::: Data listing

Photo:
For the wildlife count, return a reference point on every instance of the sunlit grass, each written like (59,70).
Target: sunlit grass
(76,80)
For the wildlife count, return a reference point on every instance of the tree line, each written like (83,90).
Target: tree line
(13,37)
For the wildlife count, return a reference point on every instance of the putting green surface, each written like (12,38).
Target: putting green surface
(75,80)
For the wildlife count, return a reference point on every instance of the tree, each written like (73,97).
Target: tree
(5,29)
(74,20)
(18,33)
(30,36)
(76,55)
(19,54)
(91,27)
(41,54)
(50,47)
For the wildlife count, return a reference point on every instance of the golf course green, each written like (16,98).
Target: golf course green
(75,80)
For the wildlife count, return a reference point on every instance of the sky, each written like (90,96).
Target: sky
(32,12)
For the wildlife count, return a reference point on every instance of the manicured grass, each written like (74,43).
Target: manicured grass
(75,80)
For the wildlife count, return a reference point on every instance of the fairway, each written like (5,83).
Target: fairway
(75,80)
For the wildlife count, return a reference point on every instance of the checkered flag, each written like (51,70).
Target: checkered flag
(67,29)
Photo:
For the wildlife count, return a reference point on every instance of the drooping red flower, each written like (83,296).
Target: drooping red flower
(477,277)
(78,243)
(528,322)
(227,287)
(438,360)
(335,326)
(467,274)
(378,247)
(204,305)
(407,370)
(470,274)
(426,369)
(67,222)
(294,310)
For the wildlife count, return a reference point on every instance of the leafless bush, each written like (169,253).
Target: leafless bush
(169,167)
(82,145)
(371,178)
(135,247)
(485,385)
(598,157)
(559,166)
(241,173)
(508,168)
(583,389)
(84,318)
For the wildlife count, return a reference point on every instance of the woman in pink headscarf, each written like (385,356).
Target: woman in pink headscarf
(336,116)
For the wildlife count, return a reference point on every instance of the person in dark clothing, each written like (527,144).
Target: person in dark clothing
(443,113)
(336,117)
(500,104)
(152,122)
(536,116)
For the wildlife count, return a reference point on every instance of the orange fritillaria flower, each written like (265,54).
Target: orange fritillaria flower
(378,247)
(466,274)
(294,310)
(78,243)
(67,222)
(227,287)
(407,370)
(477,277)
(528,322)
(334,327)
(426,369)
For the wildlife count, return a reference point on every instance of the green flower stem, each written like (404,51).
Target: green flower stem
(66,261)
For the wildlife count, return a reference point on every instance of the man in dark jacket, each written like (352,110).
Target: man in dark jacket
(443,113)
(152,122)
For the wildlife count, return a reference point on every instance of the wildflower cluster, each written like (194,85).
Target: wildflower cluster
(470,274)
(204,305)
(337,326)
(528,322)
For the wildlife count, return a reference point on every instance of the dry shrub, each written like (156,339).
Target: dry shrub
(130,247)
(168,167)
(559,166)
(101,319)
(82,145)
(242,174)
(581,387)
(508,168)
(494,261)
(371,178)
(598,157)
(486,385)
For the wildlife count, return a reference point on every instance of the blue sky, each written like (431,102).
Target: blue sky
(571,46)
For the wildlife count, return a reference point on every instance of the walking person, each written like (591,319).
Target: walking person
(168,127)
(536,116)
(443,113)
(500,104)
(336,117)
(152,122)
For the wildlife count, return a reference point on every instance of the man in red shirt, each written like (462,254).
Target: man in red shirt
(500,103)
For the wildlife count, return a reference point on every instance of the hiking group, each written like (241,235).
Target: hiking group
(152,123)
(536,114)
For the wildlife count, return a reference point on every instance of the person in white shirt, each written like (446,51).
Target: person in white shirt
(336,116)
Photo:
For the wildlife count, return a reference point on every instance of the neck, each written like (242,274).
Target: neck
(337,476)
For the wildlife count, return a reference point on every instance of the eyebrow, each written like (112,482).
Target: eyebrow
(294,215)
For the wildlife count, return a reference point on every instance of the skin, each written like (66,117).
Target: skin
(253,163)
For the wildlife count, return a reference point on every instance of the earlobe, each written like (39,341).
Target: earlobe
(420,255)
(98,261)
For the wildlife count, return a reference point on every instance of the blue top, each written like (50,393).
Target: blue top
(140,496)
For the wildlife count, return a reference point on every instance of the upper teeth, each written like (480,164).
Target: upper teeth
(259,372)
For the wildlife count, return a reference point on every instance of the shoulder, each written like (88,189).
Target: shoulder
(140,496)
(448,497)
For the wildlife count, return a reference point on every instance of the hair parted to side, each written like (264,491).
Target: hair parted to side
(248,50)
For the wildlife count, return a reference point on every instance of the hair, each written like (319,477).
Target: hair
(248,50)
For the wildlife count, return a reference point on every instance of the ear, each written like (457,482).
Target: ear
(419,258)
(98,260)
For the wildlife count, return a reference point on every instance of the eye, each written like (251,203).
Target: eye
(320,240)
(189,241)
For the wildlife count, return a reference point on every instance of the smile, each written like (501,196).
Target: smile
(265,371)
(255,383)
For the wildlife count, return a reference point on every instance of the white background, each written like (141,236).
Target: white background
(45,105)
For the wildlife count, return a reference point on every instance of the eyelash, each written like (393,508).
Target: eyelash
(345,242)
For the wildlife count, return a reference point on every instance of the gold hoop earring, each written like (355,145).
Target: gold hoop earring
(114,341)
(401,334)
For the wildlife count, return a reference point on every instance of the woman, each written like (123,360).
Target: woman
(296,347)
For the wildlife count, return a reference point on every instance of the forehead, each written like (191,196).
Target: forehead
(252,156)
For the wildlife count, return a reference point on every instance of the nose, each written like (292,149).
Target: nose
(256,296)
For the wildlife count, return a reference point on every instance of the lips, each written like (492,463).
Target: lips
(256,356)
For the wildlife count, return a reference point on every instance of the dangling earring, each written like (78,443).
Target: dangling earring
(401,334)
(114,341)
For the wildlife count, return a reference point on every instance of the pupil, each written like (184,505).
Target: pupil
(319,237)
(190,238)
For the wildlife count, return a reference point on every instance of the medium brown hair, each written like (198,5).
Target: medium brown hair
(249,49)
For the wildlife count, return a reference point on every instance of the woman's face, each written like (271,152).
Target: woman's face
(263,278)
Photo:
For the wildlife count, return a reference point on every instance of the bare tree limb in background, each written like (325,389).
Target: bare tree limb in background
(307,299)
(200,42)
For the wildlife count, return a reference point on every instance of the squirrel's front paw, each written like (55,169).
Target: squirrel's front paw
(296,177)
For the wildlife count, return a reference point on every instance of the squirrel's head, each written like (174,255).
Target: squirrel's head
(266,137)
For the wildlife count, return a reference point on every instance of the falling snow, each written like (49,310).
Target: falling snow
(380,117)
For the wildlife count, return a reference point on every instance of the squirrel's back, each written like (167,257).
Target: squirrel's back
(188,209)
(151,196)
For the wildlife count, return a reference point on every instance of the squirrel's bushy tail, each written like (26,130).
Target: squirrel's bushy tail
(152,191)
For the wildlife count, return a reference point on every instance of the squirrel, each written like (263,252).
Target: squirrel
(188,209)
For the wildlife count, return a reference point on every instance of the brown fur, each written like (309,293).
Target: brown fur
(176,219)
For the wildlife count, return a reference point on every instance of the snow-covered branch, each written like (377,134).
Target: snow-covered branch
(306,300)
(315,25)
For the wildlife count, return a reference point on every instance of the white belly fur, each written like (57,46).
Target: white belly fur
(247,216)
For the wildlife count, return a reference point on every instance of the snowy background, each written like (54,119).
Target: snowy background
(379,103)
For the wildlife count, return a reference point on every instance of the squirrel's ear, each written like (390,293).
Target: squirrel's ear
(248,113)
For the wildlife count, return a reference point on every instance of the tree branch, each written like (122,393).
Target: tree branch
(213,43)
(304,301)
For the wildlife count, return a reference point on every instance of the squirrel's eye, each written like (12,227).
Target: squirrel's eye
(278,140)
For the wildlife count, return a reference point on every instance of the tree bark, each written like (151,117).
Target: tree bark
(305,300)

::::::
::: Data listing

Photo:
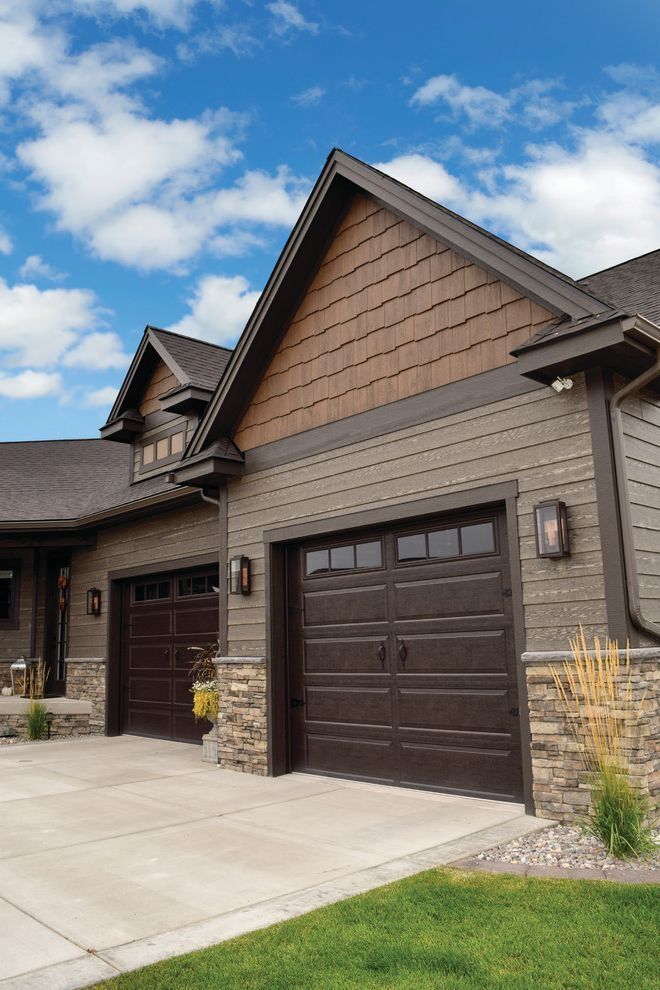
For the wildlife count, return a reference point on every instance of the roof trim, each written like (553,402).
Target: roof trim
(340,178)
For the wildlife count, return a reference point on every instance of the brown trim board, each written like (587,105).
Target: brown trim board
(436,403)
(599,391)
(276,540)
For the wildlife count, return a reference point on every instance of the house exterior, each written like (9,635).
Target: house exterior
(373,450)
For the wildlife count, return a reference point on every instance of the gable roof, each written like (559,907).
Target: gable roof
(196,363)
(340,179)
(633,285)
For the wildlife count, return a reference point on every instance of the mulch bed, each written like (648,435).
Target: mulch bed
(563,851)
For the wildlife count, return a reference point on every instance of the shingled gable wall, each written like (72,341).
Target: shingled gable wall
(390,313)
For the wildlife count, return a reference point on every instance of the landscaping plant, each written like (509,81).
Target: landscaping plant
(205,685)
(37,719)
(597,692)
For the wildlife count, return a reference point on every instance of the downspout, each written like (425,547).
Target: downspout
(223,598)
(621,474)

::::::

What the task asks: Looking at the data above, write out exactly the lines that start at the one containing "Target: sky" and end at the one containing "written like (352,110)."; include both and nothing beyond.

Response to this exercise:
Target: sky
(32,12)
For the wildlife count, return a reference point on every instance of the manicured grass, each written like (74,43).
Target: manicured grass
(75,80)
For the wildlife count, return a reference point on every instance of the fairway, each written like (5,83).
Target: fairway
(75,80)
For the wildlife count, return a reference point on every instance of the checkered flag, each written like (51,70).
Target: checkered flag
(67,29)
Photo:
For the wildlife count, return a reference point on every instance of the drooping red flower, each written like (83,296).
Target: drooping red flower
(477,277)
(78,243)
(528,322)
(227,287)
(438,360)
(335,326)
(467,274)
(378,247)
(204,305)
(407,370)
(470,274)
(426,369)
(67,222)
(294,310)
For the wildlife count, return a reference point on every instance of the leafless bush, each written like (169,253).
Target: leafless bush
(169,167)
(82,145)
(371,178)
(135,247)
(485,385)
(598,157)
(559,166)
(241,173)
(508,168)
(583,389)
(84,318)
For the wildlife count, return a reference point on every instance of the woman in pink headscarf, each written like (385,356).
Target: woman in pink headscarf
(336,116)
For the wildlife count, return a reference point on every instance of the person in dark clothing, each written like (527,144).
Target: person in dark clothing
(443,113)
(336,117)
(500,104)
(152,122)
(536,116)
For the wildlife count, return a reference point on every instance of the orange fritillaria flower, each written like (265,54).
Target: orange fritillaria flower
(378,247)
(466,274)
(294,310)
(78,243)
(67,222)
(227,287)
(407,370)
(477,277)
(528,322)
(334,327)
(426,369)
For the wildlife count, return a reference point on every instance of the green flower stem, each written like (404,51).
Target: green flower stem
(66,261)
For the wildlife count, return a reference point on every instance of the man in dark jacket, each written like (352,110).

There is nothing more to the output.